• Listed records:
# # # #

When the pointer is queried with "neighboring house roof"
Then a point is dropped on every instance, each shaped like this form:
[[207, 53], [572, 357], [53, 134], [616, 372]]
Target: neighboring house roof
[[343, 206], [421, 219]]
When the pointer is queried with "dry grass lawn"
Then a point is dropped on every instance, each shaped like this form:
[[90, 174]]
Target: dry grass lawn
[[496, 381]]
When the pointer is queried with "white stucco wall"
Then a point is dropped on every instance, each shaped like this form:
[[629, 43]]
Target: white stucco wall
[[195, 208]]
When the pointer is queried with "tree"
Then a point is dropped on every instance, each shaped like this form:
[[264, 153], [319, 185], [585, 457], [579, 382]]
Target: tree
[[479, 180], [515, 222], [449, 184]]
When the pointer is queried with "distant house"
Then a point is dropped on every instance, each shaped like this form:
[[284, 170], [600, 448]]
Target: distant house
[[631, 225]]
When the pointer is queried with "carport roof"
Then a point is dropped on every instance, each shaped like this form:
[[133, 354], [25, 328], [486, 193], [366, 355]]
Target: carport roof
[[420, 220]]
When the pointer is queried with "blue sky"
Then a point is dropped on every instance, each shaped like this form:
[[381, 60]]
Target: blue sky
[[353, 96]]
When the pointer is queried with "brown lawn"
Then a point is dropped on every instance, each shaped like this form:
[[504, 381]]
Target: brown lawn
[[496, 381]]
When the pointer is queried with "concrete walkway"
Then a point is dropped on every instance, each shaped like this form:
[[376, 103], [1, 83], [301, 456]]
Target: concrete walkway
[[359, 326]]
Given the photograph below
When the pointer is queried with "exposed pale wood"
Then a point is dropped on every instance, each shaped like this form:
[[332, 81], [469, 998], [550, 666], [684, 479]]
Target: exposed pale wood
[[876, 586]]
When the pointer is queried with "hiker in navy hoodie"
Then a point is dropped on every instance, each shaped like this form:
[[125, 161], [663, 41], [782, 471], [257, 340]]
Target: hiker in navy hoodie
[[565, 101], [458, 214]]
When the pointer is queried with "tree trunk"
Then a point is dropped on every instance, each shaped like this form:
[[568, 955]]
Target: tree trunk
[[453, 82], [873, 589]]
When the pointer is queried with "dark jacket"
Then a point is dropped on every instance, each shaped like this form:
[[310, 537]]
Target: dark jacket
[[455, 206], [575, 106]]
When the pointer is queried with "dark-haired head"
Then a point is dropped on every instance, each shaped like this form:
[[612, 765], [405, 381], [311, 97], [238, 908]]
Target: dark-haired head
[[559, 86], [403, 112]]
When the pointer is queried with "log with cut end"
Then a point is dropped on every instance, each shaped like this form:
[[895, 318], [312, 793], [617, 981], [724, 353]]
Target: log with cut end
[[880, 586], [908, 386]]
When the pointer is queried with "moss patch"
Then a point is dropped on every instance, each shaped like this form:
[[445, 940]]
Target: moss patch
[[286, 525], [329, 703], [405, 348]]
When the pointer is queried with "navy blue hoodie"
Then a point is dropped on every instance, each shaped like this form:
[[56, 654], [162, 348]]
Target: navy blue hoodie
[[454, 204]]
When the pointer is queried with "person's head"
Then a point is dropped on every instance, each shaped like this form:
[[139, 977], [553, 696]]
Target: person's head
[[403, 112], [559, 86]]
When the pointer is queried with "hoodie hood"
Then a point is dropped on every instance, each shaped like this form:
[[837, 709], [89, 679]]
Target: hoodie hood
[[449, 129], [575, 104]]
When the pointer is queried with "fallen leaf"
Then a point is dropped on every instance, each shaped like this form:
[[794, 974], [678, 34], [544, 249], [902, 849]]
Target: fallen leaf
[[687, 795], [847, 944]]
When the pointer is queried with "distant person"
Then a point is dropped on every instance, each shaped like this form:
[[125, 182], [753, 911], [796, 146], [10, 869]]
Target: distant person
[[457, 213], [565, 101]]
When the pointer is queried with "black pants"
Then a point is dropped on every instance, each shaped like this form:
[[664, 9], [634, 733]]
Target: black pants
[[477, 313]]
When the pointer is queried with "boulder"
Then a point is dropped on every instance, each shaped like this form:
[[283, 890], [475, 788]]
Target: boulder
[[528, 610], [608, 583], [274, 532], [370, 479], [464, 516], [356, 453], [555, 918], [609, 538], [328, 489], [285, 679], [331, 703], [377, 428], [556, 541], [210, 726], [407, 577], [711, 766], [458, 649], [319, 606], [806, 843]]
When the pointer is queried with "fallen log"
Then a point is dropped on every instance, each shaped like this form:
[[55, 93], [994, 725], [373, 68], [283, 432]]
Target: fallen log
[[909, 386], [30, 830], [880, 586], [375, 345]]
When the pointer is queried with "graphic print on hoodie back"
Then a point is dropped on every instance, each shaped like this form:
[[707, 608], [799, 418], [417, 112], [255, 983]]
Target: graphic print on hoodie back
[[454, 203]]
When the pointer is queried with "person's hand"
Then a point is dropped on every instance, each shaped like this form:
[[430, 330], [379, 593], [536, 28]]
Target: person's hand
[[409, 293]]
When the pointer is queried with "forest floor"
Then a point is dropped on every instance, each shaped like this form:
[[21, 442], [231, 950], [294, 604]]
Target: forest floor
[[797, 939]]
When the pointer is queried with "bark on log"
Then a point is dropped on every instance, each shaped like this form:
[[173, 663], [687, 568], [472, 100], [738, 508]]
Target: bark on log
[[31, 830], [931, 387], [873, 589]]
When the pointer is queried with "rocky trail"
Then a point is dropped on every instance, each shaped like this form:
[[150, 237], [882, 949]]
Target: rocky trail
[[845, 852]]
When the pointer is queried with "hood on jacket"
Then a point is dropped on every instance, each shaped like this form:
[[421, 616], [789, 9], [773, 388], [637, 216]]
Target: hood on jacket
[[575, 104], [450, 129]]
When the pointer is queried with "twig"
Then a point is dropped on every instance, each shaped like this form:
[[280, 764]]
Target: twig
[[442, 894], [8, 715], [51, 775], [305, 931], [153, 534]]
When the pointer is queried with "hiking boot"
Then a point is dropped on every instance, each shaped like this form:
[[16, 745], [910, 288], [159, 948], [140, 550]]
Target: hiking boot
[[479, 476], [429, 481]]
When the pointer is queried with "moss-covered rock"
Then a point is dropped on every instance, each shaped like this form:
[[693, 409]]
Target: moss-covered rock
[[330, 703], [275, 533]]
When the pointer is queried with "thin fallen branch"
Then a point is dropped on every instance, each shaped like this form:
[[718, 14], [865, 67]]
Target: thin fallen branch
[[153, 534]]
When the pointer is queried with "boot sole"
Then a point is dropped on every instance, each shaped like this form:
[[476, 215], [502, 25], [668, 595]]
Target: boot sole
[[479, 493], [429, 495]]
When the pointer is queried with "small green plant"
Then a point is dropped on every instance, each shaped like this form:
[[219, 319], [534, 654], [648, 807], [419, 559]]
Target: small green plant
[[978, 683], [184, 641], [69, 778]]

# # # #

• Problem to work on:
Using the exact wording, write out all of the records.

• Response:
When the pointer is queried with "neighboring house roof"
Then a point is dropped on every instance, each shaped like this form:
[[207, 53], [572, 357], [53, 134], [616, 372]]
Target: neighboring house roof
[[343, 206], [421, 219]]
When the pointer is queried with "dry grass lawn"
Then a point is dropped on every instance, each shaped like this form:
[[90, 174]]
Target: dry grass lawn
[[496, 381]]
When the pointer is queried with "white stucco wall"
Then a point is dropped on every instance, each shaped like this form:
[[629, 43]]
Target: white stucco wall
[[195, 208]]
When the pointer is queried with "tree"
Then a point is dropped on every instance, each shaped like this form:
[[264, 153], [319, 185], [585, 457], [579, 382]]
Target: tree
[[479, 180], [515, 222], [449, 184]]
When the pointer is queried with "distant house"
Then a point is dropped on every instance, each shaped like this form:
[[284, 170], [600, 448]]
Target: distant house
[[631, 225]]
When the pointer is queried with "carport roof"
Then a point is dropped on every instance, each shaped like this form:
[[133, 354], [25, 328], [486, 193], [366, 355]]
Target: carport roof
[[420, 220]]
When the pointer is queried with "blue sky"
Then a point is dropped on every instance, each shaped like this form:
[[381, 60]]
Target: blue sky
[[353, 96]]
When the pointer is queried with "brown lawn"
Then a point is dropped on every instance, each shaped like this form:
[[504, 381]]
Target: brown lawn
[[496, 381]]
When the pointer is queried with "concrete walkway"
Then a point is dropped on every instance, each shaped like this form:
[[376, 103], [1, 83], [301, 456]]
Target: concrete walkway
[[359, 326]]
Given the photograph below
When the pointer is queried with "exposed pale wood"
Then a point is dropped on every instance, each shaped like this form:
[[332, 81], [469, 998], [550, 666], [684, 479]]
Target: exposed pale wood
[[876, 586]]
When the pointer is queried with "hiker in navy hoodie"
Then a point is dropped on every instance, each shaped like this form:
[[125, 161], [663, 41], [782, 471], [257, 340]]
Target: hiker in navy hoodie
[[565, 101], [458, 214]]
When the pointer is queried with "tree trunk"
Then a point is dropped on every instance, each shaped like this form:
[[568, 955]]
Target: tree trunk
[[453, 82], [873, 589]]
When the pointer is queried with "dark jacket"
Then a point is dropped on every instance, each shaped like this form:
[[310, 537]]
Target: dark jacket
[[455, 206], [575, 106]]
When the pointer is queried with "dark-haired head"
Then a point is dropped on every instance, each shaped like this form:
[[612, 765], [405, 381], [311, 97], [238, 908]]
Target: dark-haired head
[[559, 86], [403, 112]]
When the pointer is queried with "log with cut end"
Then a point is dropped on every instance, each shaped like this form:
[[895, 318], [312, 793], [617, 981], [724, 353]]
Target: log with cut end
[[880, 586], [908, 386]]
When the pointer is queried with "moss patch"
Then a point is dropped on every instance, each shaped like this form:
[[445, 940]]
Target: moss patch
[[286, 525], [329, 703], [405, 348]]
When the pointer is queried with "navy blue hoodie"
Then a point is dropped on every instance, each shaped like this form:
[[56, 654], [162, 348]]
Target: navy blue hoodie
[[454, 204]]
When the pointer is queried with "person's head"
Then a point is dropped on every instance, each shaped like this form:
[[139, 977], [553, 696]]
Target: person's head
[[403, 112], [559, 86]]
When the pointer is queried with "hoodie hood"
Then a point is dropped on every instance, each shaped like this form:
[[837, 709], [89, 679]]
Target: hoodie hood
[[449, 129], [575, 104]]
When the pointer is queried with "fallen leaf"
Then a point is dropped on every instance, each shaped like this form:
[[794, 974], [678, 34], [544, 249], [902, 849]]
Target: fallen leaf
[[687, 795], [847, 944]]
When the pointer is queried with "distant person"
Then a point is dropped on every instance, each shaped like this form:
[[125, 182], [753, 911], [796, 146], [10, 869]]
Target: distant person
[[457, 213], [565, 101]]
When the pointer is queried with "black pants"
Then a point is dropped on every instance, each shaped like this form:
[[664, 9], [634, 733]]
Target: black pants
[[477, 313]]
When the pointer is queried with "boulder"
Then a point is dropped on every instance, each shaped like this form:
[[283, 890], [475, 788]]
Target: boulder
[[528, 610], [608, 583], [274, 532], [370, 479], [464, 516], [356, 453], [555, 918], [609, 538], [328, 489], [285, 679], [331, 703], [377, 428], [556, 541], [210, 726], [407, 577], [711, 766], [458, 649], [319, 606], [806, 843]]
When the pointer is queried with "fallen log"
Then a point is dropped on every instance, each shaped like this form:
[[55, 93], [994, 725], [373, 68], [283, 432]]
Target: fallen log
[[909, 386], [30, 830], [880, 586], [375, 345]]
When the pointer is queried with "graphic print on hoodie back"
Then a point is dropped on every instance, each shaped like this form:
[[707, 608], [799, 418], [417, 112], [255, 983]]
Target: graphic print on hoodie back
[[454, 203]]
When the pointer is queried with "person's hand"
Then a point is dropped on every instance, each shaped like this form:
[[430, 330], [379, 593], [536, 28]]
Target: person's hand
[[409, 293]]
When the pointer is queried with "forest floor"
Then a point is dropped on every instance, each shaped like this form:
[[21, 442], [231, 950], [294, 604]]
Target: forest floor
[[797, 939]]
When the pointer is queried with "bark on log"
Then a point is dropped on every instance, each shaped like this form:
[[173, 663], [687, 568], [472, 100], [738, 508]]
Target: bark on log
[[31, 830], [931, 387], [873, 589]]
When the pointer is queried with "rocky trail"
Then a point is dropped on every instance, each shaped like this form:
[[150, 237], [882, 949]]
Target: rocky trail
[[845, 852]]
When the pointer is queried with "hood on jacket"
Then a point is dropped on every instance, each shaped like this form:
[[421, 616], [789, 9], [773, 388], [637, 216]]
Target: hood on jacket
[[575, 104], [450, 129]]
When the pointer is queried with "twig"
Then a point is dropped on every instance, each shaped like this form:
[[280, 764]]
Target: twig
[[442, 894], [8, 715], [51, 775], [305, 931], [153, 534]]
When the pointer is queried with "hiking boot"
Then a point is dropped on every instance, each shaped like this form:
[[16, 745], [910, 288], [159, 948], [140, 550]]
Target: hiking boot
[[479, 476], [429, 481]]
When the pointer is queried with "moss-covered rock"
Then a point is dropped on every instance, each shaped like this form:
[[693, 409]]
Target: moss-covered rock
[[330, 703], [275, 533]]
When the pointer is queried with "thin fallen branch"
Then a point is dropped on every instance, each shaped like this form:
[[718, 14], [865, 67]]
Target: thin fallen branch
[[153, 534]]
When the pointer is queried with "boot sole"
Then a point is dropped on every instance, each shaped like this form:
[[476, 215], [502, 25], [668, 595]]
Target: boot sole
[[479, 493], [429, 495]]
When the pointer is queried with "small green plant"
Then a point is dropped on every instance, each shaped like this form:
[[219, 319], [534, 654], [648, 807], [419, 559]]
Target: small green plant
[[978, 683], [184, 641], [69, 778]]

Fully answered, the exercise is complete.